[What to do]:
1 - Translate this sentence from the ministry address into Spanish: "He loves each one of us; He has died for each one of us."
2 - Using the ministry address, answer the following:
(a) What number is given for the opening hymn to the Holy Spirit?
(b) What scripture reference accompanies the bondman's words "I love my master, my wife, and my children, I will not go free"?
(c) Which verses of 1 John are cited at the head of the address?

(iii)
(iii) Geoffrey Bailey
1 John 4: 19-21; Matthew 7: 17 (to “…fruits”)
Our opening hymn to the Holy Spirit desired that we should be stimulated by touches of His love (Hymn 97). I think we have had the experience in what has come before us already of that love, the love of the bondman exceeded the law; it went beyond every natural claim, “I love my master, my wife, and my children, I will not go free” Exod. 21: 5. How comprehensive it is. Jesus loved his Father. This Man here loved what was the product of His life and His dying, what has come to light as a result of it, and He loves those that make up the assembly. He loves each one of us; He has died for each one of us. Never let us forget that the price that was paid for me was paid for the brother or the sister next to me. It is very searching what our brother has said and I think we can recognise the Lord’s voice in it.

[Supplied data]:
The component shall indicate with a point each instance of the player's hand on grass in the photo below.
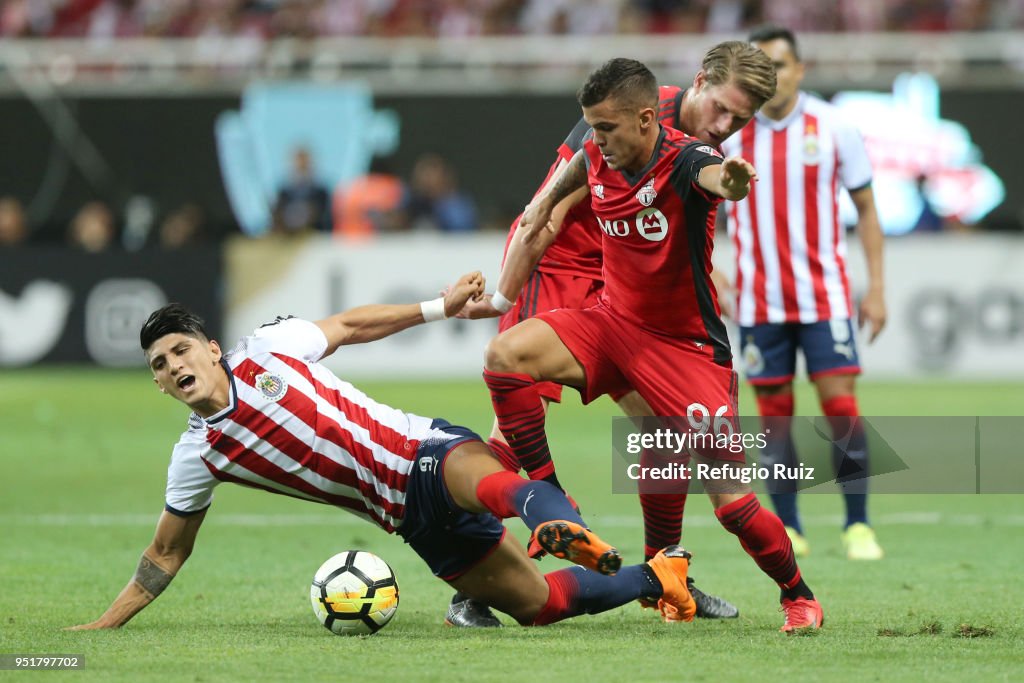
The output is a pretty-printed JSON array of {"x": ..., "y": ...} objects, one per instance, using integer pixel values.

[Exercise responses]:
1 - Él ama a cada uno de nosotros; Él ha muerto por cada uno de nosotros.

2 -
(a) Hymn 97
(b) Exod. 21: 5
(c) 1 John 4: 19-21